## EXTRAIT DE PAGE
* * * * * * *

CJCE, 4 octobre 1991, n° C-367/89

COUR DE JUSTICE DES COMMUNAUTÉS EUROPÉENNES

Arrêt

PARTIES

Défendeur :

Aimé Richardt et Les Accessoires Scientifiques SNC

COMPOSITION DE LA JURIDICTION

Président :

M. O'Higgins

Présidents de chambre :

MM. Moitinho de Almeida, Díez de Velasco

Avocat général :

M. Jacobs

Juges :

MM. Kakouris, Schockweiler, Grévisse, Zuleeg

Avocats :

Me Bermes, Arendt, Abensour-Gibert

CJCE n° C-367/89

4 octobre 1991

LA COUR,

1 Par arrêt du 30 novembre 1989, parvenu à la Cour le 6 décembre 1989, la Cour de Cassation de Luxembourg a posé, en vertu de l'article 177 du traité CEE, une question préjudicielle relative à l'interprétation du règlement (CEE) n° 222-77 du Conseil, du 13 décembre 1976, relatif au transit communautaire (JO 1977, L 38, p. 1), en vue d'être en mesure d'apprécier la compatibilité avec le droit communautaire des restrictions que la réglementation luxembourgeoise impose quant au transit de marchandises de nature stratégique.

2 Cette question a été soulevée dans le cadre d'une procédure pénale poursuivie contre M. Aimé Richardt et quatre autres personnes, par le ministre des Finances du grand-duché de Luxembourg et le directeur des douanes, pour une tentative de transit irrégulier de marchandises en violation du règlement grand-ducal, du 17 août 1963, soumettant à licence le transit de certaines marchandises (Mémorial A, n 47, du 17 août 1963, p. 764). Les dispositions combinées des articles 1er et 2 de ce règlement subordonnent à la production d'une licence le transit des marchandises reprises à la liste I, qui y est annexée, et qui proviennent, entre autres pays, des États-Unis d'Amérique ou de la République française et sont déclarées en transit à destination notamment de l'Union soviétique.

3 M. Richardt, président-directeur général de la société "Les accessoires scientifiques" (ci-après "LAS "), établie en France, s'est engagé à livrer à une centrale d'achats soviétique, dénommée Technoprominport et établie à Moscou, une unité de production de circuits de mémoires à bulles comprenant, entre autres, un usineur Veeco Microetch de dix pouces qui, importé des États-Unis en France, a été mis en libre pratique dans la Communauté.

* * * * * * *

Éléments du jeu de données
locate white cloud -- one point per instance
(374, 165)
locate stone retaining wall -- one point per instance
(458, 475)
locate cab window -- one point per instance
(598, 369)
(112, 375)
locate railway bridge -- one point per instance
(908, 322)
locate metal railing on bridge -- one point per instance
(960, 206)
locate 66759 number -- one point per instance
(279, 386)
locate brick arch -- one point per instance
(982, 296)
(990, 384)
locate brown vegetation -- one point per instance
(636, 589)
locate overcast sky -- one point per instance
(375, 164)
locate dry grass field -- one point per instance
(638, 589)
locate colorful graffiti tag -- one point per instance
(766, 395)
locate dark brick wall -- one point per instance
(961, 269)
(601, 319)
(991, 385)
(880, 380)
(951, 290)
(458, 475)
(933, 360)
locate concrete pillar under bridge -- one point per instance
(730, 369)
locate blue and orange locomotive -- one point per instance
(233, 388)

* * * * * * *

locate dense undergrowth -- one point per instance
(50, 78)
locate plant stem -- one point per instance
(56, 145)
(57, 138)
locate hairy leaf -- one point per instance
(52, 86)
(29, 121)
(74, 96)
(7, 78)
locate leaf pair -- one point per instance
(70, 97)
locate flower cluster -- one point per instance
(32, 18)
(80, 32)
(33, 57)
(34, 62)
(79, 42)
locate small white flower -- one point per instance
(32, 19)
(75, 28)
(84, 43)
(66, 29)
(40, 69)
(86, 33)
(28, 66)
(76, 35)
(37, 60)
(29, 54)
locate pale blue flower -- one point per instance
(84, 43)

* * * * * * *

## ÉNONCÉ A
Selon l'extrait d'arrêt, quelle juridiction a posé la question préjudicielle ?
## ÉNONCÉ B
Recopiez dans l'extrait d'arrêt le passage allant de « 3 M. Richardt, président-directeur » jusqu'à « dans la Communauté. ».

## RÉSULTAT ATTENDU A
La Cour de Cassation de Luxembourg.

## RÉSULTAT ATTENDU B
3 M. Richardt, président-directeur général de la société "Les accessoires scientifiques" (ci-après "LAS "), établie en France, s'est engagé à livrer à une centrale d'achats soviétique, dénommée Technoprominport et établie à Moscou, une unité de production de circuits de mémoires à bulles comprenant, entre autres, un usineur Veeco Microetch de dix pouces qui, importé des États-Unis en France, a été mis en libre pratique dans la Communauté.